• PASSAGE FOR REVIEW:
::::::

President’s medalist: Casey Cummins

Casey CumminsCasey Cummins says it makes his head spin to think he’s the 2020 recipient of the University of Washington Bothell President’s Medal. 

The honor recognizes the graduating senior with the most distinguished academic record. And after barely graduating from high school, Cummins said, realizing that he was capable of this kind of achievement was a slow progression. 

“I went to community college for two years where I was able to feel things out and started to do well academically,” he said. “But when I got to UW Bothell, there was some way the School of STEM was able to infuse me with confidence.” 

Growing interest and expertise 

“I didn’t really like science before I came to UW Bothell, and then I fell in love with it,” Cummins said. “If you really like something, it’s really easy to take off on it.” 

Cummins credits Senior Lecturer Kim Gunnerson in the Physical Sciences Division of the School of STEM — as well as others in the school — for giving him the confidence and qualifications he hopes will lead to a career as a physician.

::::::

• EXCERPTED RECORDS:
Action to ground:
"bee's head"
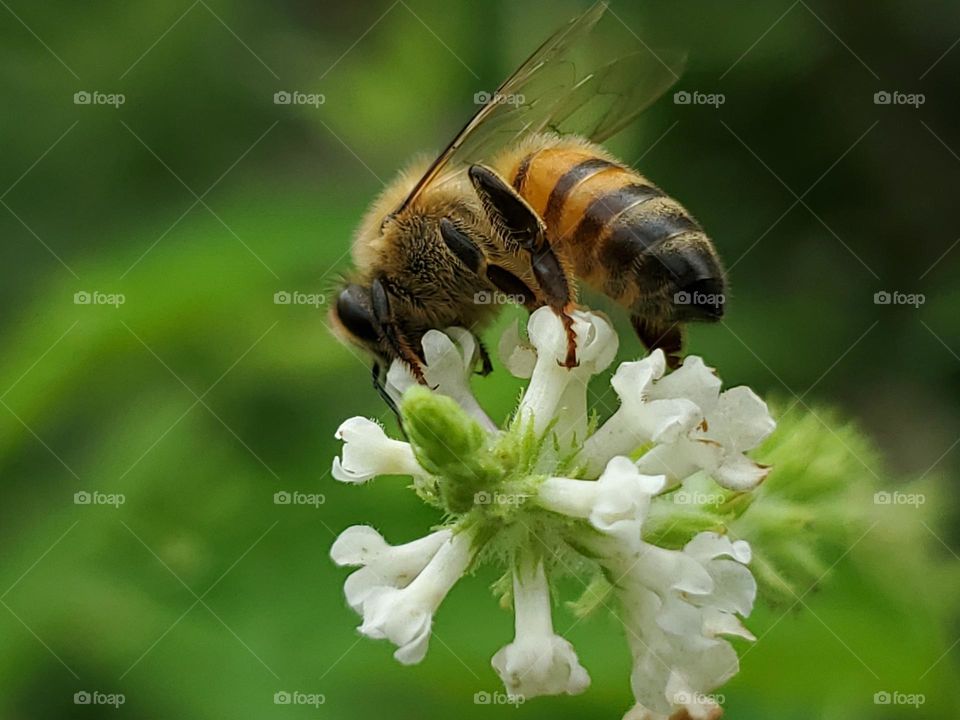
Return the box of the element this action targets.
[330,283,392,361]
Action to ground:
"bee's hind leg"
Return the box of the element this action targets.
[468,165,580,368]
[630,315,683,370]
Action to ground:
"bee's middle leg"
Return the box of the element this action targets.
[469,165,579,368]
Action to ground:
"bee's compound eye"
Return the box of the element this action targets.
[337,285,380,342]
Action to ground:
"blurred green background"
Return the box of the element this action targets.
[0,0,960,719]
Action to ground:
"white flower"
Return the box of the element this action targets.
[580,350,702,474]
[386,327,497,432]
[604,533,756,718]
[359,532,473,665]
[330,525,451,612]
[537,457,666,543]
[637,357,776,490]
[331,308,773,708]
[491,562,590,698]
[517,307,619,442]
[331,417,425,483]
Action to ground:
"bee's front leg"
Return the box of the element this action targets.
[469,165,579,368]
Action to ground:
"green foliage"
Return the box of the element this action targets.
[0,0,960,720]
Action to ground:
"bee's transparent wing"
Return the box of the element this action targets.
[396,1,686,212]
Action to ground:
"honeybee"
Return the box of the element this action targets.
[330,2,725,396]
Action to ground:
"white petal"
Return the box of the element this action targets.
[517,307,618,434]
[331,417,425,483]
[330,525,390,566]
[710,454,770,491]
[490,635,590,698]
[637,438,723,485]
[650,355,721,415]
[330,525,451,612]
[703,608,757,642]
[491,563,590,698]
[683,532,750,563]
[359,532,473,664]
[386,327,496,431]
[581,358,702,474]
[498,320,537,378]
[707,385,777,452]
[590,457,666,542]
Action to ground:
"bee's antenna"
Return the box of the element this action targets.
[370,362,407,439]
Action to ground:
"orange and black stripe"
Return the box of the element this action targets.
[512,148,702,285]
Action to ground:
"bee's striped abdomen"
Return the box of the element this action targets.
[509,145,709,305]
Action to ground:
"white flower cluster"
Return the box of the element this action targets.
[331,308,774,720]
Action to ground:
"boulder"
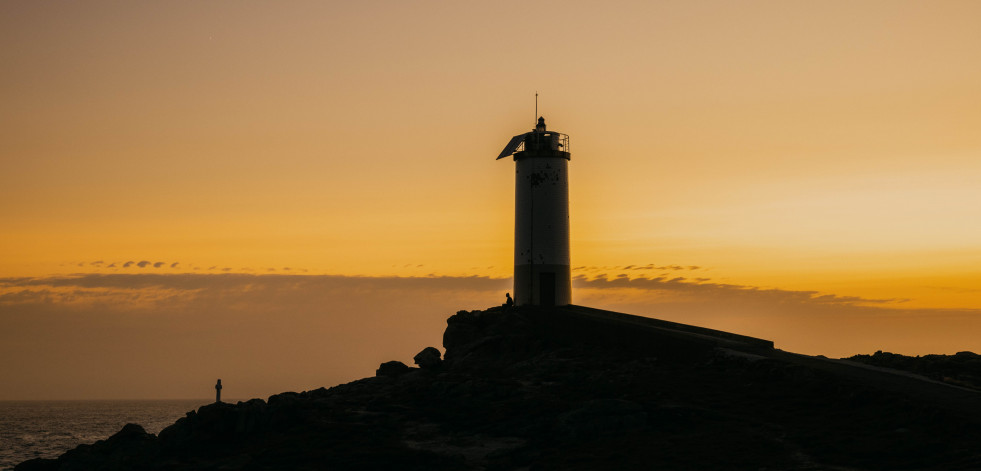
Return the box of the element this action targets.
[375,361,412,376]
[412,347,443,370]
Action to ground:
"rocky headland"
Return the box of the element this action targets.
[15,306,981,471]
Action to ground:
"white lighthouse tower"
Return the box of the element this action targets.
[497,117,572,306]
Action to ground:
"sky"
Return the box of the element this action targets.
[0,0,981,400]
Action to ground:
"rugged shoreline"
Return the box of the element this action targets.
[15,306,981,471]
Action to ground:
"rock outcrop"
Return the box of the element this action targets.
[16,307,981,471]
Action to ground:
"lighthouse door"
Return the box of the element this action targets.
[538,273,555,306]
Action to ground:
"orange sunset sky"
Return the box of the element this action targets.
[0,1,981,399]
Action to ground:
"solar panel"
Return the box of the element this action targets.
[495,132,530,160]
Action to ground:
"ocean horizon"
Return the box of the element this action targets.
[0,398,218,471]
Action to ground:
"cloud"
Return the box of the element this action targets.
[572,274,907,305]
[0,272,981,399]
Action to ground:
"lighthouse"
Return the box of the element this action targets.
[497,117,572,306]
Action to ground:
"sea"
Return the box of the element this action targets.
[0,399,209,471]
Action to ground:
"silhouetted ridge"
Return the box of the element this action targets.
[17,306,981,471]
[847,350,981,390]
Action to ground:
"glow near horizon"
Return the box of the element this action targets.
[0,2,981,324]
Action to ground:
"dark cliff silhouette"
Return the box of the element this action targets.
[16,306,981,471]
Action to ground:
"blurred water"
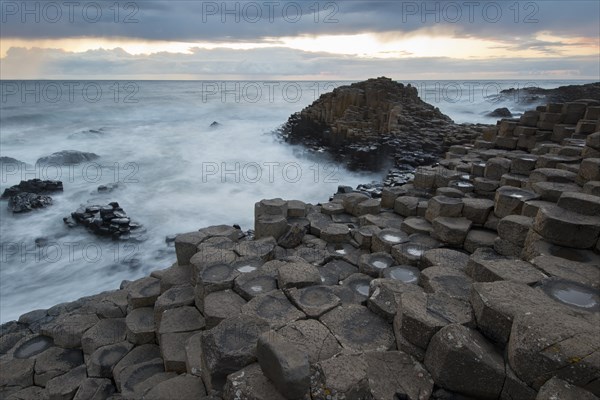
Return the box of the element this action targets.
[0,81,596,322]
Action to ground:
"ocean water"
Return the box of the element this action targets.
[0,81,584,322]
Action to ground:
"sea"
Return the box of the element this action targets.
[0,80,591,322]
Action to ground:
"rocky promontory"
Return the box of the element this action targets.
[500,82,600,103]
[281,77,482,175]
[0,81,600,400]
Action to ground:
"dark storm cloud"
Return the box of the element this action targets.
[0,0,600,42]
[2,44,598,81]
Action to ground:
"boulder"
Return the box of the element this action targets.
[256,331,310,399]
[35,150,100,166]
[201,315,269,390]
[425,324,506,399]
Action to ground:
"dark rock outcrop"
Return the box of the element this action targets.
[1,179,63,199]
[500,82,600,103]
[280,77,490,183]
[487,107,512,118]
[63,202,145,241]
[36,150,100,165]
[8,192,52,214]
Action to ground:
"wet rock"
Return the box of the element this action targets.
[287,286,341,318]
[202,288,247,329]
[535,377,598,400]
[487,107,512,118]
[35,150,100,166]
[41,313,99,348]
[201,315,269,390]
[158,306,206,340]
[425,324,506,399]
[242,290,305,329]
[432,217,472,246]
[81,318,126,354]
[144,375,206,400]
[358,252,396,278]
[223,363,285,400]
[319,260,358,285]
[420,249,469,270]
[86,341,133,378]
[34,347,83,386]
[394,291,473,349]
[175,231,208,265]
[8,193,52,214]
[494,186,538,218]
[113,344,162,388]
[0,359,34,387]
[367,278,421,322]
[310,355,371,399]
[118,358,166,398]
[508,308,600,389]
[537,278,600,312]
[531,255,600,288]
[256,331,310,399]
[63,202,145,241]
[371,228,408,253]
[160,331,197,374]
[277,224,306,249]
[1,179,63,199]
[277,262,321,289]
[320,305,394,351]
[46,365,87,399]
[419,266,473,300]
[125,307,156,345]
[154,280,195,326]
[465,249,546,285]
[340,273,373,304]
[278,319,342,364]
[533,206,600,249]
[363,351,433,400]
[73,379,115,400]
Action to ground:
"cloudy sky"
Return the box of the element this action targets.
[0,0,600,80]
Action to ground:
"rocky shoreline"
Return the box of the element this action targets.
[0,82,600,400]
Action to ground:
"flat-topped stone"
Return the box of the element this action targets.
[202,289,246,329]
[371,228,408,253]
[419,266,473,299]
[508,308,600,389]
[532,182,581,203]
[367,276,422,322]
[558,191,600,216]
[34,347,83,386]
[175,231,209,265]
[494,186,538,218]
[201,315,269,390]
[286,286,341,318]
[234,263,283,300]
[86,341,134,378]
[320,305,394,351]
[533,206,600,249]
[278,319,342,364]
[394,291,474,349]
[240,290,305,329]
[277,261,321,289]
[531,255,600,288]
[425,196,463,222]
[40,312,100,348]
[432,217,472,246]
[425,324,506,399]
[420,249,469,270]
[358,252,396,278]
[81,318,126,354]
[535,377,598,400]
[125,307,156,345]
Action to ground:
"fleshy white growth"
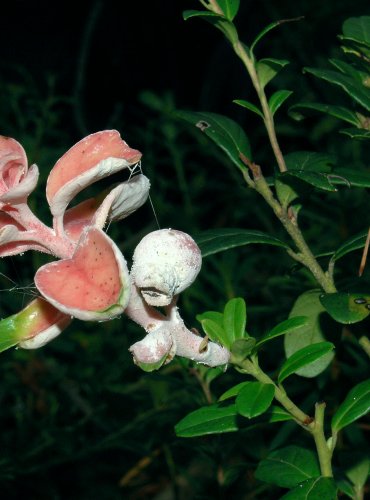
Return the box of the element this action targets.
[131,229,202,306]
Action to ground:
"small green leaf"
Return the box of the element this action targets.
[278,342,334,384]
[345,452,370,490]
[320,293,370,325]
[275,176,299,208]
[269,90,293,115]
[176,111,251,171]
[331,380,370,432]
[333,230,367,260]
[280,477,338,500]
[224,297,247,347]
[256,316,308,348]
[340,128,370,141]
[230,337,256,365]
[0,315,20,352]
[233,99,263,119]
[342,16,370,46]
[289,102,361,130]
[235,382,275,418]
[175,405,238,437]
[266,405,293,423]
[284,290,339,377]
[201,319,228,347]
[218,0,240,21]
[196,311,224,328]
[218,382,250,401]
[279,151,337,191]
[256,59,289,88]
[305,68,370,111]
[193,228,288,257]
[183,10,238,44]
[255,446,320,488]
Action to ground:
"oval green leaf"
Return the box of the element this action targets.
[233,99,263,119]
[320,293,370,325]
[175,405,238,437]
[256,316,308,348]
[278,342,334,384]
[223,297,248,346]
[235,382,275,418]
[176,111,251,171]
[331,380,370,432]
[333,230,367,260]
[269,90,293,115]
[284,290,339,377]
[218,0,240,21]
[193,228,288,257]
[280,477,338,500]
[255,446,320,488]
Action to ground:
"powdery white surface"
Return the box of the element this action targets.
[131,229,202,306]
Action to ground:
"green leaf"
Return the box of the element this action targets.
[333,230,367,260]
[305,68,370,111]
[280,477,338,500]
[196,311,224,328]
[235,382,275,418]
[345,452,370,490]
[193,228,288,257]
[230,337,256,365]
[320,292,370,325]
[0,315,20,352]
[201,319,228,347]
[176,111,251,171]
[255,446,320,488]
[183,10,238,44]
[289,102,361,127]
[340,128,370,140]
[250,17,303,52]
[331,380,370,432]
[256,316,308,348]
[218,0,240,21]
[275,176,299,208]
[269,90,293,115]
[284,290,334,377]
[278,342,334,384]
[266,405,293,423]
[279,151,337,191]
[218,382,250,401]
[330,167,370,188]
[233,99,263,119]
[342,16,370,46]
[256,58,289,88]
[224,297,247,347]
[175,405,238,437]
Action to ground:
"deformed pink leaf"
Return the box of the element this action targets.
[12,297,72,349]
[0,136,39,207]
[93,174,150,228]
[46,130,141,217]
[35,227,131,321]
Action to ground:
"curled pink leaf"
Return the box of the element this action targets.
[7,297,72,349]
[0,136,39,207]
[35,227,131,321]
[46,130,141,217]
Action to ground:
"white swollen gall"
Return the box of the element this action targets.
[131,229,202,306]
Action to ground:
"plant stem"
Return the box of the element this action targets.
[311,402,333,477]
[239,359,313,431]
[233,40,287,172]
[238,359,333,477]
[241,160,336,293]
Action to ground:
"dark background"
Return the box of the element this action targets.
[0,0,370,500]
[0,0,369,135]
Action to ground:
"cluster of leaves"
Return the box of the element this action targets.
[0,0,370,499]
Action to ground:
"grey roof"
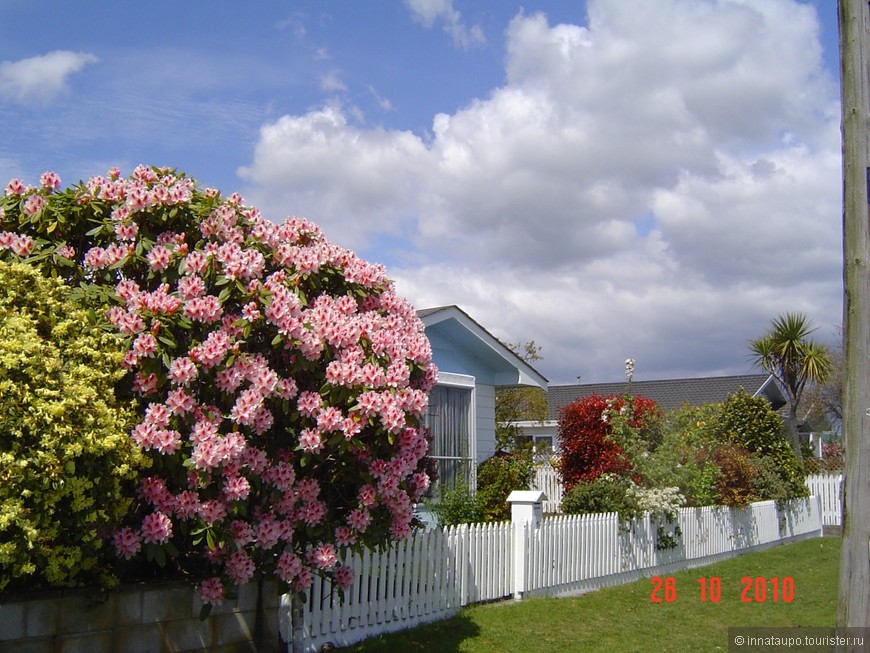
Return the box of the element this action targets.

::::::

• DIRECTIONS:
a: According to the profile of Casey Cummins, why does Cummins credit Senior Lecturer Kim Gunnerson and others in the School of STEM? Answer in one to three sentences.
b: Reproduce the passage in the profile of Casey Cummins, starting with "President’s medalist: Casey" and going on through "Washington Bothell President’s Medal.".
c: Translate this sentence from the profile of Casey Cummins into Spanish: "The honor recognizes the graduating senior with the most distinguished academic record."
Rely only on the profile of Casey Cummins for these tasks, not on the rows.

• RESULTS BY TASK:
a: Cummins credits Kim Gunnerson and others in the School of STEM with giving him confidence and qualifications. He hopes these will lead to a career as a physician.

b:
President’s medalist: Casey Cummins

Casey CumminsCasey Cummins says it makes his head spin to think he’s the 2020 recipient of the University of Washington Bothell President’s Medal.

c: El galardón reconoce al estudiante de último año que se gradúa con el expediente académico más destacado.